Problem 1
In the solution write-up, what check is made while iterating through the sorted nums to find the groups of integers?

2948: Make-Lexicographically-Smallest-Array-by-Swapping-Elements
Medium 2025-01-25

code
- complexity

My solution is based around a trick that I found while playing with their example test cases; given x_1, x_2, ..., x_n where x_1 < x_2 < ... < x_n and |x_i - x_j| <= limit for all i, j in {0, ..., n} (basically, given n elements ordered from smallest to largest, where the difference between each element is smaller than or equal to limit), we can rearrange all n elements amongst themselves.

You can easily prove this using induction. I will just provide a simple example:

e.g. for integers 2, 5, 9 with limit = 5, we know we can rearrange the pairs (2, 5) and (5, 9). To rearrange (2, 9), we can simply do the steps:
2, 5, 9 => (swap 2, 5) 5, 2, 9 => (swap 5, 9) 9, 2, 5 => (swap 2, 5) 9, 5, 2
we can extend this with 4 integers;
e.g. for integers 2, 5, 9, 11 with limit = 5, we know we can rearrange the pairs (2, 5), (2, 9), (5, 9) and (9, 11). To rearrange (2, 11), we can simply do the steps:
2, 5, 9, 11 => (swap 2, 9) 9, 5, 2, 11 => (swap 9, 11) 11, 5, 2, 9 => (swap 2, 9) 11, 5, 9, 2. Rearranging (5, 11) is a similar story
we can repeat this process for 5, 6, 7, etc. integers

Knowing this, we can sort nums from smallest to largest and keep track of their original indices. Then, we will find all the groups of integers, such that for each group, all the integers can be rearranged amongst themselves to form the lexicographically smallest array, by iterating through nums and checking if nums[i] + limit >= nums[i+1]:

Then, using the original indices of the elements inside the group, we can rearrange the elements to lexicographically form the smallest array for the group. Since each group can only be rearranged amongst themselves, it implies that the resulting array will lexicographically be the smallest array possible.

Provided data

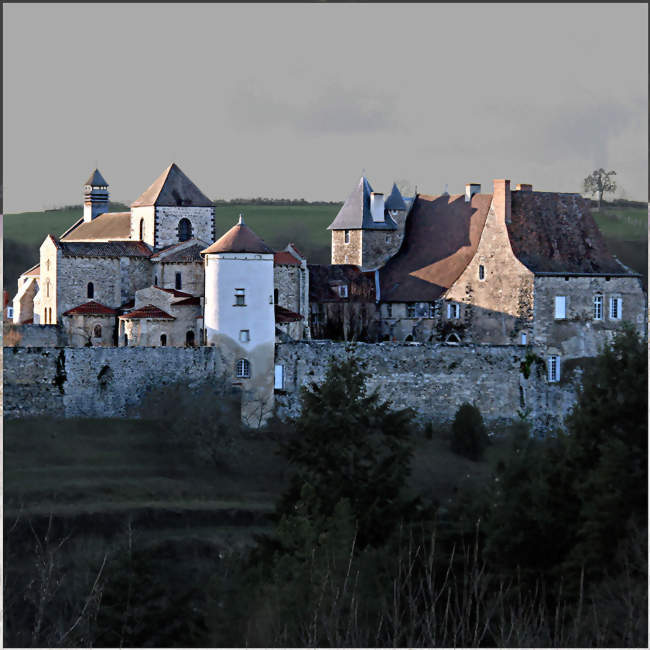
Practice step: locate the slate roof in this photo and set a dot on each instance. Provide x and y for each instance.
(104, 227)
(187, 254)
(96, 179)
(355, 212)
(105, 249)
(239, 239)
(283, 315)
(325, 278)
(440, 238)
(395, 200)
(172, 188)
(148, 311)
(552, 232)
(90, 308)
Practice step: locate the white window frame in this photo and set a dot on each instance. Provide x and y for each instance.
(240, 297)
(279, 377)
(615, 307)
(243, 369)
(598, 306)
(453, 311)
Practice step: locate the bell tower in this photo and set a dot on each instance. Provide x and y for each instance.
(95, 196)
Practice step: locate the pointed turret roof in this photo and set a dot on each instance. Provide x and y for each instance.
(355, 213)
(239, 239)
(172, 188)
(395, 200)
(96, 179)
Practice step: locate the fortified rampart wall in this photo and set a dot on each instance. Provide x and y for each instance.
(434, 379)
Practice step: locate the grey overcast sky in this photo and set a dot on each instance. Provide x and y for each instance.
(295, 100)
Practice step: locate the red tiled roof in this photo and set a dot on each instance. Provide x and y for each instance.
(148, 311)
(90, 308)
(283, 315)
(440, 239)
(285, 257)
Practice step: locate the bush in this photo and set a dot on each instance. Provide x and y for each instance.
(469, 436)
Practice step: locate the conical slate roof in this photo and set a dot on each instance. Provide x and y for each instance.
(355, 213)
(395, 201)
(172, 188)
(96, 179)
(239, 239)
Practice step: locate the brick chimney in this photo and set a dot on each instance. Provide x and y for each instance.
(501, 199)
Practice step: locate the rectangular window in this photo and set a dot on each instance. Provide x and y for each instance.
(279, 377)
(598, 307)
(554, 368)
(615, 307)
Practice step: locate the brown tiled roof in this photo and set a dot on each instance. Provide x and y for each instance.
(239, 239)
(283, 315)
(35, 271)
(285, 257)
(106, 226)
(172, 188)
(440, 239)
(324, 280)
(91, 308)
(194, 300)
(105, 249)
(551, 232)
(148, 311)
(187, 254)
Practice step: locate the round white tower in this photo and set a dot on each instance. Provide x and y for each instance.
(240, 315)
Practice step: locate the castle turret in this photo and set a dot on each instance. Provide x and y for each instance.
(240, 315)
(95, 196)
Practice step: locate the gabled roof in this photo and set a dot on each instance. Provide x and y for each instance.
(552, 232)
(148, 311)
(96, 179)
(90, 308)
(107, 226)
(355, 212)
(440, 239)
(395, 200)
(239, 239)
(283, 315)
(172, 188)
(105, 249)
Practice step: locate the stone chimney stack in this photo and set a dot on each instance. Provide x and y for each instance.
(377, 206)
(470, 190)
(501, 199)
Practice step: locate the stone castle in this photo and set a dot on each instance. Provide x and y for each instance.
(514, 268)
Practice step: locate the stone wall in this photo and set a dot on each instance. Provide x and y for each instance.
(97, 382)
(435, 379)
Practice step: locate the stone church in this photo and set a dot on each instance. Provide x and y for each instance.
(510, 267)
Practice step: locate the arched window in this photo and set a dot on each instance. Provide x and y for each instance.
(243, 368)
(184, 230)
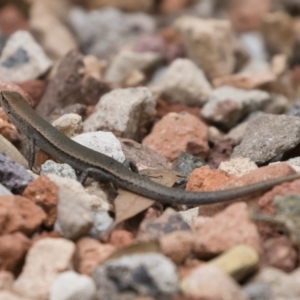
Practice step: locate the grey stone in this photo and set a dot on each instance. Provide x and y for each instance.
(150, 274)
(104, 31)
(227, 105)
(74, 216)
(12, 175)
(73, 286)
(125, 112)
(63, 170)
(103, 142)
(22, 58)
(267, 136)
(127, 61)
(185, 83)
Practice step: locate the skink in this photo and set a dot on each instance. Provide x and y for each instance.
(104, 168)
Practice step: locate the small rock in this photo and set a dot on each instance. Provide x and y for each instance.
(125, 112)
(43, 192)
(121, 238)
(20, 214)
(69, 124)
(267, 136)
(227, 105)
(71, 286)
(279, 33)
(45, 260)
(6, 280)
(76, 224)
(247, 15)
(62, 170)
(208, 44)
(177, 245)
(149, 274)
(12, 175)
(176, 133)
(280, 253)
(225, 230)
(34, 88)
(247, 81)
(103, 142)
(142, 155)
(103, 32)
(186, 163)
(95, 199)
(185, 83)
(168, 222)
(90, 253)
(204, 179)
(22, 58)
(220, 152)
(208, 282)
(238, 262)
(13, 248)
(126, 61)
(238, 166)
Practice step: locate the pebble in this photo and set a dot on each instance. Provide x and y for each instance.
(20, 214)
(90, 253)
(226, 229)
(124, 112)
(267, 136)
(70, 285)
(210, 283)
(62, 170)
(149, 274)
(126, 61)
(43, 192)
(238, 166)
(185, 83)
(168, 222)
(176, 133)
(227, 105)
(22, 58)
(186, 163)
(76, 224)
(13, 248)
(103, 142)
(94, 198)
(12, 175)
(207, 44)
(45, 260)
(103, 32)
(239, 262)
(69, 124)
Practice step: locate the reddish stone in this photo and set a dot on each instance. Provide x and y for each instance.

Problem 2
Copy verbatim the part of the rows that opens with the line containing "Practice step: locate the small" and closes with the last of the rows, including both ends.

Task output 1
Whether nums[i] + limit >= nums[i+1].

Task output 2
Practice step: locate the small rock in this photo and set a dot on each instance. Provide x and y for each instance.
(125, 112)
(43, 192)
(121, 238)
(20, 214)
(69, 124)
(267, 136)
(227, 105)
(71, 286)
(279, 33)
(45, 260)
(6, 280)
(76, 224)
(247, 15)
(62, 170)
(208, 44)
(177, 245)
(149, 274)
(12, 175)
(176, 133)
(280, 253)
(225, 230)
(34, 88)
(247, 81)
(103, 142)
(142, 155)
(103, 32)
(186, 163)
(95, 199)
(185, 83)
(168, 222)
(90, 253)
(204, 179)
(22, 58)
(220, 152)
(208, 282)
(238, 262)
(13, 248)
(126, 61)
(238, 166)
Practice step: locate the pebble in this photo and set a dot on each instance. Provide x and y for each instance.
(20, 214)
(90, 253)
(226, 229)
(124, 112)
(267, 136)
(70, 285)
(210, 283)
(62, 170)
(149, 274)
(126, 61)
(43, 192)
(238, 166)
(185, 83)
(168, 222)
(176, 133)
(227, 105)
(22, 58)
(186, 163)
(76, 224)
(13, 248)
(103, 142)
(94, 198)
(12, 175)
(207, 44)
(45, 260)
(103, 32)
(239, 262)
(69, 124)
Practice step: locate the reddish stone in this photo and set a dot on each instance. Provide x and y for each instance.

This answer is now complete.